**Отрывок**
┄┄┄┄┄┄

О румынской "доброте" и "счастливом" детстве в гетто Бершади
Матвей ГЕЙЗЕР
Глава из книги «Путешествие в страну Шоа»
В который раз я задаюсь вопросом: что наша память — благо или наказание? И вновь отвечаю сам себе: «А разве может быть однозначный ответ?» К тому же у памяти есть удивительное свойство — она как-то по-особенному разборчива: что-то хранит «на верхних этажах», что-то опускает в «подвал», случается, так глубоко, что оттуда уже не достать. И почему она поступает так, а не иначе, по какому наитию «сортирует»: одно — туда, другое — сюда, этого нам не постичь. Вспоминая свое детство, я все больше и больше убеждаюсь в том, что невозможно забыть, отбросить горькие воспоминания и потому простить невероятную людскую жестокость, свидетелем которой я был.
Как-то в одной тель-авивской газете (ныне она уже не выходит — прим. ред.) я прочел и даже выписал такую фразу:
«В Румынии евреев, кстати говоря, не тронули, так что на этот народ обижаться грех».
Хорошо еще, если в словах только легкомысленная ложь!.. Побывал бы кто-нибудь из предков автора в гетто Бершади, Доманевки, Ободовки… Едва ли бы он стал такое писать. А знал ли этот газетчик о давно опубликованном диалоге, состоявшемся 16 декабря 1941 года между румынским премьером Ионой Антонеску и наместником Румынии в Транснистрии Георгом Алексиану? Это не фальсификация, а исторический факт: Антонеску просил, даже требовал очистить Одессу от евреев. Но на просьбу Алексиану выделить для этого корабли он сказал:
«Мне жалко не жидов, а корабль».

┄┄┄┄┄┄

**Собранные данные**

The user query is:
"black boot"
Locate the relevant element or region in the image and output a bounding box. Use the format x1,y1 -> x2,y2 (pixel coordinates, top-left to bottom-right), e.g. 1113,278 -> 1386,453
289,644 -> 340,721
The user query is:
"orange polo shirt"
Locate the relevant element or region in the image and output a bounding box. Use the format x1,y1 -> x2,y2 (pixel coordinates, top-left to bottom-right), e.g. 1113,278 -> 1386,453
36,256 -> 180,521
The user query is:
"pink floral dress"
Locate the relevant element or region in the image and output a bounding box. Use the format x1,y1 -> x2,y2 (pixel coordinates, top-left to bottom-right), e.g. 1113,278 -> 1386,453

┄┄┄┄┄┄

**Письменное задание**
Продолжите отрывок о гетто Бершади, начав сразу после его последней фразы.

**Итоговый результат**
Узнав, что в Одессе почти 100 тысяч «жидов», Антонеску приказал Алексиану:
«Втолкни в катакомбы, топи их в Черном море, высели их из Одессы! Ничего знать не хочу! Пусть умрут сто, тысяча, пусть все погибнут».
Итак, если верить вышеупомянутой газете, в Румынии евреев не тронули… Как сказать! Их отправили в Транснистрию, то есть на территорию между Днестром и Бугом, где были созданы все условия для их гибели.
Огромный поток беженцев из Бессарабии и Буковины хлынул в Бершадь. Размещались, кто где мог. Зимой и в нашем доме появились две женщины — тетя Хася и ее глухонемая сестра (с ней я меньше общался, поэтому имя забыл). У тети Хаси была отморожена ступня, и, помнится, я очень пугался ее изуродованной ноги. Спали женщины в кухне на полу, а мы все — дедушка, бабушка, тетя Лиза, тетя Хова, мама и я — в одной комнате, бывшем кабинете хозяина квартиры. Воспоминания о тете Хове до сих пор согревают мне душу, она была человеком истинной доброты.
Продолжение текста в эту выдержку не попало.